Problem statement: Going down the data below, set down exactly the line with "Isolate the upper" and each line after it through the line with "Isolate the white two-door"; no other lines.

Items listed in a dataset:
Start of Block

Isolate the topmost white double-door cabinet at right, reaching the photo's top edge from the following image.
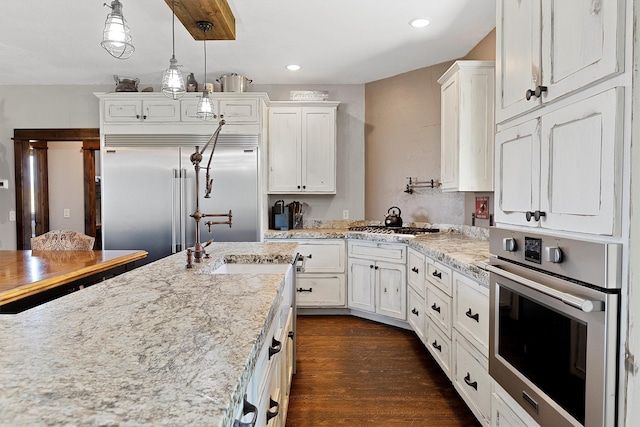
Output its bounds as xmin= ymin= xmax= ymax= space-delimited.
xmin=496 ymin=0 xmax=625 ymax=123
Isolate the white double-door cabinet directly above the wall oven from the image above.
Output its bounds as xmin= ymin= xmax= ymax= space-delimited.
xmin=495 ymin=88 xmax=623 ymax=235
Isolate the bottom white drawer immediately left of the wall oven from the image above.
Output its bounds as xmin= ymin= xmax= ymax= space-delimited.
xmin=453 ymin=334 xmax=491 ymax=425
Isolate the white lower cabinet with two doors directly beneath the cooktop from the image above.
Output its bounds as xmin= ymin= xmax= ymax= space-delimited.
xmin=348 ymin=241 xmax=407 ymax=320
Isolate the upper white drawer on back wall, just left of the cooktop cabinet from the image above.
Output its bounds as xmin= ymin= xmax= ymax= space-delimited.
xmin=298 ymin=240 xmax=345 ymax=273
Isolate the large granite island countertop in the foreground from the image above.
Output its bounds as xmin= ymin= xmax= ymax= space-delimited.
xmin=0 ymin=242 xmax=297 ymax=426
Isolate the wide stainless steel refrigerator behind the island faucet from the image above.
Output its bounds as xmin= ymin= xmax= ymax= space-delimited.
xmin=101 ymin=134 xmax=260 ymax=263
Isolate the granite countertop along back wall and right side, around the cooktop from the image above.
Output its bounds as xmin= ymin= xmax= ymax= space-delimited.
xmin=264 ymin=224 xmax=490 ymax=286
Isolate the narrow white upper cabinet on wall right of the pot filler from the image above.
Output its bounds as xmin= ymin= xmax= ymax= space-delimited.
xmin=438 ymin=61 xmax=495 ymax=191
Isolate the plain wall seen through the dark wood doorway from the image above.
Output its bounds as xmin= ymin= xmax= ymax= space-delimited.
xmin=47 ymin=141 xmax=84 ymax=233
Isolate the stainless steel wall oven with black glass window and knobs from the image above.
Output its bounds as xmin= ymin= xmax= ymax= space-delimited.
xmin=487 ymin=228 xmax=621 ymax=427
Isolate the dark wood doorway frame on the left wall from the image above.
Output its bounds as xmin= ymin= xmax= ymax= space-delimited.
xmin=13 ymin=128 xmax=102 ymax=250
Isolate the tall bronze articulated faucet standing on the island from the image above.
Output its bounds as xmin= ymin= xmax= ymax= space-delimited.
xmin=187 ymin=120 xmax=233 ymax=268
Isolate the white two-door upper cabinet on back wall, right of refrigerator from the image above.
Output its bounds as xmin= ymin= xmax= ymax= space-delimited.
xmin=269 ymin=101 xmax=338 ymax=194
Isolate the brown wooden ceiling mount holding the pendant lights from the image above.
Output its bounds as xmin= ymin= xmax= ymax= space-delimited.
xmin=164 ymin=0 xmax=236 ymax=40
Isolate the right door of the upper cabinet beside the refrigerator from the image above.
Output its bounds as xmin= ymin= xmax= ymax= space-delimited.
xmin=301 ymin=107 xmax=336 ymax=193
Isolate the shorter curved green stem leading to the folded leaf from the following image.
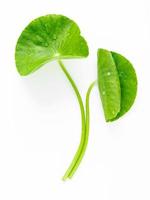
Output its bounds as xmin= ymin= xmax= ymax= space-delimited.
xmin=68 ymin=81 xmax=96 ymax=178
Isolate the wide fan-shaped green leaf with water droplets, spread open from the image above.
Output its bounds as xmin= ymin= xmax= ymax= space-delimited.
xmin=15 ymin=15 xmax=89 ymax=75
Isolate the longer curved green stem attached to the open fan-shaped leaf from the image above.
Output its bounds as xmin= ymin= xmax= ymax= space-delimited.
xmin=58 ymin=60 xmax=85 ymax=180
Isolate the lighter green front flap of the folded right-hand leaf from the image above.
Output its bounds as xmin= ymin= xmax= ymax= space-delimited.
xmin=98 ymin=49 xmax=121 ymax=121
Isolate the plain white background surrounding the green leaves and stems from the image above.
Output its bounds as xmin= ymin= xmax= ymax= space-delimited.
xmin=0 ymin=0 xmax=150 ymax=200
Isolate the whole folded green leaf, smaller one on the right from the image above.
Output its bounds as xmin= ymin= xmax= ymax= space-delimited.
xmin=98 ymin=49 xmax=137 ymax=121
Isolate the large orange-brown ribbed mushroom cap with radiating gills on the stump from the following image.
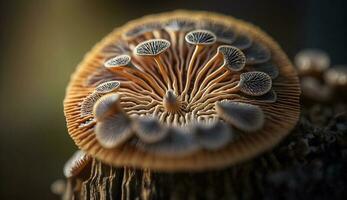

End of Block

Response to this task:
Isolate the upper white drawer on back wall, just left of the cooktop cabinet from the image above.
Output its bounds as xmin= ymin= xmax= ymax= space-delimited.
xmin=298 ymin=240 xmax=345 ymax=273
Isolate the large granite island countertop in the foreground from the image above.
Output its bounds as xmin= ymin= xmax= ymax= space-delimited.
xmin=0 ymin=242 xmax=297 ymax=426
Isolate the wide stainless steel refrigerator behind the island faucet from the image above.
Output its bounds as xmin= ymin= xmax= ymax= space-delimited.
xmin=101 ymin=134 xmax=260 ymax=263
Isolate the granite countertop along back wall and right side, around the cooktop from the image above.
Output its bounds as xmin= ymin= xmax= ymax= space-delimited.
xmin=264 ymin=224 xmax=490 ymax=286
Isolate the narrow white upper cabinet on wall right of the pot filler from the image above.
Output its bounds as xmin= ymin= xmax= ymax= space-delimited.
xmin=438 ymin=61 xmax=495 ymax=191
Isolate the plain wall seen through the dark wood doorway from the image above.
Output its bounds as xmin= ymin= xmax= ymax= space-delimited.
xmin=47 ymin=141 xmax=84 ymax=233
Isolate the stainless steel wall oven with black glass window and knobs from the image above.
Output its bounds as xmin= ymin= xmax= ymax= space-delimited.
xmin=487 ymin=228 xmax=621 ymax=427
Isolate the dark wood doorway frame on the left wall from the image above.
Output its bounds as xmin= ymin= xmax= ymax= space-delimited.
xmin=13 ymin=128 xmax=102 ymax=250
Isolate the tall bronze articulated faucet standing on the island from the image above.
Output its bounds as xmin= ymin= xmax= ymax= space-delimited.
xmin=187 ymin=120 xmax=233 ymax=268
Isolate the white two-door upper cabinet on back wall, right of refrigerator from the image above.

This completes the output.